** BEGIN EXTRACTED RECORDS **

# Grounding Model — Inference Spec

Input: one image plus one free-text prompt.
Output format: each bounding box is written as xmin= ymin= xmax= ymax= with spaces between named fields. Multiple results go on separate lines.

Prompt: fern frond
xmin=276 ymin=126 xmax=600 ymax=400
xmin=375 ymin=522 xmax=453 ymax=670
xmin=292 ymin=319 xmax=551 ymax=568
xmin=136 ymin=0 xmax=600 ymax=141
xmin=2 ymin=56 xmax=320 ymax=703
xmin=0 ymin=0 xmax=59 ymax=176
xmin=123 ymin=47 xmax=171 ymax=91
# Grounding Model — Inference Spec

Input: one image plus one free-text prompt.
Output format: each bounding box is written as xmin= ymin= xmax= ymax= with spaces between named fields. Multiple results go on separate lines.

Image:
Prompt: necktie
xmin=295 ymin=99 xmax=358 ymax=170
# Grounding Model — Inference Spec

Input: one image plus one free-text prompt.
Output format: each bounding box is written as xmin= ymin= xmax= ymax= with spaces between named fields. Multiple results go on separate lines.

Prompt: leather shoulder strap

** END EXTRACTED RECORDS **

** WORK TO DO **
Reproduce all of the data above line for line, with no changes.

** WRITTEN RESPONSE **
# Grounding Model — Inference Spec

Input: one image plus one free-text prompt.
Output format: each bounding box is written as xmin= ymin= xmax= ymax= with spaces between named fields. Multiple results go on separate lines.

Prompt: fern frond
xmin=276 ymin=126 xmax=600 ymax=400
xmin=375 ymin=522 xmax=453 ymax=670
xmin=292 ymin=319 xmax=551 ymax=568
xmin=136 ymin=0 xmax=600 ymax=141
xmin=2 ymin=56 xmax=320 ymax=703
xmin=0 ymin=0 xmax=59 ymax=176
xmin=123 ymin=47 xmax=171 ymax=91
# Grounding Model — Inference Spec

Input: one image plus one free-text prompt.
Output format: each bounding box is written as xmin= ymin= xmax= ymax= with spaces between named fields. Multiple results go on separate lines.

Image:
Prompt: necktie
xmin=295 ymin=99 xmax=358 ymax=170
# Grounding Model — Inference Spec

Input: one image plus one free-text prompt.
Output format: each bounding box is written as xmin= ymin= xmax= ymax= with spaces between named fields. Multiple results go on separate lines.

Prompt: leather shoulder strap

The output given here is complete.